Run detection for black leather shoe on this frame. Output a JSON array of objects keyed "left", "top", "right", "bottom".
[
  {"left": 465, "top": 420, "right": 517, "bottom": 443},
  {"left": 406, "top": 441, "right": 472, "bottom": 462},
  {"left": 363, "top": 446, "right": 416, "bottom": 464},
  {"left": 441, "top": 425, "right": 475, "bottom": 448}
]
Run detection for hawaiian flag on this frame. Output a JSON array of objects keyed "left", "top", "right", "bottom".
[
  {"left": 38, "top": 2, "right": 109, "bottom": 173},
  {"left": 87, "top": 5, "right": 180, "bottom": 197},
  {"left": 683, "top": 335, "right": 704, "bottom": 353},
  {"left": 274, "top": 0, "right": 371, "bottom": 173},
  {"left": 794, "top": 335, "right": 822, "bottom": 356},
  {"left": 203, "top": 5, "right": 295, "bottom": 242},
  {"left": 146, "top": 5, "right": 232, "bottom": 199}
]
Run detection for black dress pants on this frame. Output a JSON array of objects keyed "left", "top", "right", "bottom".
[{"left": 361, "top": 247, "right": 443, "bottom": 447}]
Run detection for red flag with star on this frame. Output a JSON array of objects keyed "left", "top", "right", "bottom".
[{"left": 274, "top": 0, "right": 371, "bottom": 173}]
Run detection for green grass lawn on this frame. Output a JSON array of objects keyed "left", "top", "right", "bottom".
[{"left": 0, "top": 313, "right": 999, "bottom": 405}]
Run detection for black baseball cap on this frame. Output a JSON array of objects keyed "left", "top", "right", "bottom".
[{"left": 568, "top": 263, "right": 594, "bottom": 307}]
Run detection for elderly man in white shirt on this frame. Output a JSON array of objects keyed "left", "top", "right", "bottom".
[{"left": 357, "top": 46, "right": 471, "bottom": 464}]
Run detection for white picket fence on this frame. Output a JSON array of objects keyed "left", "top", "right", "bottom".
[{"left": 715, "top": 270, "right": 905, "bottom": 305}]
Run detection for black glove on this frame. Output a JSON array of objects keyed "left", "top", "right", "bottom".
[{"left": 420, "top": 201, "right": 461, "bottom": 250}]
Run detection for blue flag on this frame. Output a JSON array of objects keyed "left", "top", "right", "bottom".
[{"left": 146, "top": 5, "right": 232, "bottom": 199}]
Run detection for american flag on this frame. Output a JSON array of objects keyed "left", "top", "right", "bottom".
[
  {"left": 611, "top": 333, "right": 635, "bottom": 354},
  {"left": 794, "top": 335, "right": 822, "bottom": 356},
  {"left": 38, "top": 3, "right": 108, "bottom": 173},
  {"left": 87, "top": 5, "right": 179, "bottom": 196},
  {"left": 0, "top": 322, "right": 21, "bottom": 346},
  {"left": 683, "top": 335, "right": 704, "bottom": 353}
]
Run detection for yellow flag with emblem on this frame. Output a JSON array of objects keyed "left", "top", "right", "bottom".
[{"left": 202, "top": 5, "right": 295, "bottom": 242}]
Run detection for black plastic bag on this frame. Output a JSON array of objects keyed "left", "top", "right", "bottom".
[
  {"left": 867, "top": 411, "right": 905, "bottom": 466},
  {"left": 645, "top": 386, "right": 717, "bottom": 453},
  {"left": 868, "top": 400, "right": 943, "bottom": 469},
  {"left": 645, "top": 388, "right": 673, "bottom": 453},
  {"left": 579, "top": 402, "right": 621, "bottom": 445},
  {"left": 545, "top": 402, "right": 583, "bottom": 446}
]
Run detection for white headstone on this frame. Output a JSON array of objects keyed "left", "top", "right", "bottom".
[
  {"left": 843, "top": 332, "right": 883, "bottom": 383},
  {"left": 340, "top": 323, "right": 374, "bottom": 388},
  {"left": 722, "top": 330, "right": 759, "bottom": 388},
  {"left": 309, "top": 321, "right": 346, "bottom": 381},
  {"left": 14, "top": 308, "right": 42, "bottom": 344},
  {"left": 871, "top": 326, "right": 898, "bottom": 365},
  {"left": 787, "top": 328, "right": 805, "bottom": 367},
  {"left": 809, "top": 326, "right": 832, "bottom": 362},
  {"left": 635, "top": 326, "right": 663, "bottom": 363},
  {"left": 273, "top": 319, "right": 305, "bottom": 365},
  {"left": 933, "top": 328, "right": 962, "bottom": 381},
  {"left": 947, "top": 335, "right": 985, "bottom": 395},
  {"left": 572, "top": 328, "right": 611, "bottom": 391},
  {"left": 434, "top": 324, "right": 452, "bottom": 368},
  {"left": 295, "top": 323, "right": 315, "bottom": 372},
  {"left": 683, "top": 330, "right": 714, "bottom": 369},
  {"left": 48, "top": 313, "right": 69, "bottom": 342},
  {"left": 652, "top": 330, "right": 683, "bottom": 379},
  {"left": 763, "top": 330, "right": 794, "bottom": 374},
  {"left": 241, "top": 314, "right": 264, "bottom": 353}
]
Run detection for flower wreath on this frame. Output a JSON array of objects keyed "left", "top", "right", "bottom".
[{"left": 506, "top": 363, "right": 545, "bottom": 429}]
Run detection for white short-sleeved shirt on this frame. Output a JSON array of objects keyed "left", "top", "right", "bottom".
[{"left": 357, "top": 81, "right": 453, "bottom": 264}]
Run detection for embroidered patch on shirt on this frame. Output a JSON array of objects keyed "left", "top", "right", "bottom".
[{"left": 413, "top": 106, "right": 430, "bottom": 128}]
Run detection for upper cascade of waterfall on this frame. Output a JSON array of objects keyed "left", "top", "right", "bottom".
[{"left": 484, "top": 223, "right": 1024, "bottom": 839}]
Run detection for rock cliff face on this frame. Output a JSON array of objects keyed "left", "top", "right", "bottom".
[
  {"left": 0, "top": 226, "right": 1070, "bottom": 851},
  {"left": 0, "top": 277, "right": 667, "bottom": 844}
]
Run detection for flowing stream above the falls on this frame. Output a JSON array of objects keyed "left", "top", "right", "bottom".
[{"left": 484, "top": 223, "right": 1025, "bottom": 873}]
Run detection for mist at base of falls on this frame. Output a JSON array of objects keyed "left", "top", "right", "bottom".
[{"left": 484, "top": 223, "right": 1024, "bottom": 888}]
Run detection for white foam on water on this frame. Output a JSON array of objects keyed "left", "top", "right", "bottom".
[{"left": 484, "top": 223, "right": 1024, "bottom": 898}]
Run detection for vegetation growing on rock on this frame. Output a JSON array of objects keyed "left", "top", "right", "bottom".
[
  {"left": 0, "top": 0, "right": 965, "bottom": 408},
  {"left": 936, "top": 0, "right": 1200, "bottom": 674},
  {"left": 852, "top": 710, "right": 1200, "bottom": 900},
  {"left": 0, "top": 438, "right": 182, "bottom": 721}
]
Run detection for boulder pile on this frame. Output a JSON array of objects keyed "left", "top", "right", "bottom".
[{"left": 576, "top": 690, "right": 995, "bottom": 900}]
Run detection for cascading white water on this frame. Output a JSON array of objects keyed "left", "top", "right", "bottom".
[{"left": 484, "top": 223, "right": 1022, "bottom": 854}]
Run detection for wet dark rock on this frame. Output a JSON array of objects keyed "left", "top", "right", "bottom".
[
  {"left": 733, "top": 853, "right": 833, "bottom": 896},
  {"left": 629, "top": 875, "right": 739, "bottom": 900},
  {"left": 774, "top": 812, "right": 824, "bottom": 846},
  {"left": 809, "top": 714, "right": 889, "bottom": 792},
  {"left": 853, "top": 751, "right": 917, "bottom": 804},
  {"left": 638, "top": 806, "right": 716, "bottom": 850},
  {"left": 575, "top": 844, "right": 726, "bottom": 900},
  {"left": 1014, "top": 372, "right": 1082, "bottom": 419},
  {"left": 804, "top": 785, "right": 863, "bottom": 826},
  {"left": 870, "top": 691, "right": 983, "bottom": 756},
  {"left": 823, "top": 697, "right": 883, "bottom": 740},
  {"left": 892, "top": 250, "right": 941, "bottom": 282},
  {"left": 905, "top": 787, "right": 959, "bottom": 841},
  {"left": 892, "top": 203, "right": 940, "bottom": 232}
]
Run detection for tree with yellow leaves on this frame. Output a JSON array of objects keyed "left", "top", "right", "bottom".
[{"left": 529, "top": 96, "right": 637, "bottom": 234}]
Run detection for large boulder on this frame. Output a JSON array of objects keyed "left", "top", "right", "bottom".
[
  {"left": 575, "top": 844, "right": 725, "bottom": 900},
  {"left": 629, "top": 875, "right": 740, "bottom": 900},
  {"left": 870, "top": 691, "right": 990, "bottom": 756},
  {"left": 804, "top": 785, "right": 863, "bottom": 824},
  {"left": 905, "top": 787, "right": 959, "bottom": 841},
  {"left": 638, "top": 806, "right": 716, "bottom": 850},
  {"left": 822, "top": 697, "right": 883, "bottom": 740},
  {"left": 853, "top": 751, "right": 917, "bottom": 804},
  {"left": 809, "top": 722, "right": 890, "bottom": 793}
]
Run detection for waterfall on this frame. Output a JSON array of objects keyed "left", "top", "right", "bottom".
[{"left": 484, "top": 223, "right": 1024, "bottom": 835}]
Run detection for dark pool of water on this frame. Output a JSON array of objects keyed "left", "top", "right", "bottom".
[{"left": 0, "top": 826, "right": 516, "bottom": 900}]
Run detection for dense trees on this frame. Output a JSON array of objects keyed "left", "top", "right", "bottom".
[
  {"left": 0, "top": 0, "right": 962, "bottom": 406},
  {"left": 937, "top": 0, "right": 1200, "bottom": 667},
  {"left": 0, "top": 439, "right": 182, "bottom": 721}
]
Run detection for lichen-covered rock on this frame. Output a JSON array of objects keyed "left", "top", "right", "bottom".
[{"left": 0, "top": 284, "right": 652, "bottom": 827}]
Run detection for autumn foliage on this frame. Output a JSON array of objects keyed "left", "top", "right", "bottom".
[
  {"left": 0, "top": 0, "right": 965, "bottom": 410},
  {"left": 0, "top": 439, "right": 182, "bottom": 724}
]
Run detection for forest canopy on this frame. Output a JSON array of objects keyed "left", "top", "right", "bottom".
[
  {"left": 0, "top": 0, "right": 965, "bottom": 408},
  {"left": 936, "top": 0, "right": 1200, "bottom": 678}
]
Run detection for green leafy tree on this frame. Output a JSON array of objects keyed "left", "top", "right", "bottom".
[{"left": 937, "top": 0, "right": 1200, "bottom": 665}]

■ Written task ■
In the records above, locate the line that contains "Run detection for lichen-covered". Repeat it and every line after it, exactly, and nothing else.

■ The result ■
Run detection for lichen-covered rock on this frame. Output a JSON array of objects keyed "left", "top", "right", "bottom".
[{"left": 0, "top": 284, "right": 652, "bottom": 827}]
Run detection for autumn foliage on this frame. Output a JSON array of objects keyed "left", "top", "right", "bottom".
[
  {"left": 0, "top": 0, "right": 965, "bottom": 410},
  {"left": 0, "top": 439, "right": 182, "bottom": 724}
]
Run detection for forest canopy on this frame. Output a JSON array of objects keyed "left", "top", "right", "bottom".
[
  {"left": 0, "top": 0, "right": 965, "bottom": 408},
  {"left": 936, "top": 0, "right": 1200, "bottom": 678}
]
Run detection for green leafy tree on this frame. Output a JSON array of objects keyed "left", "top", "right", "bottom".
[{"left": 937, "top": 0, "right": 1200, "bottom": 665}]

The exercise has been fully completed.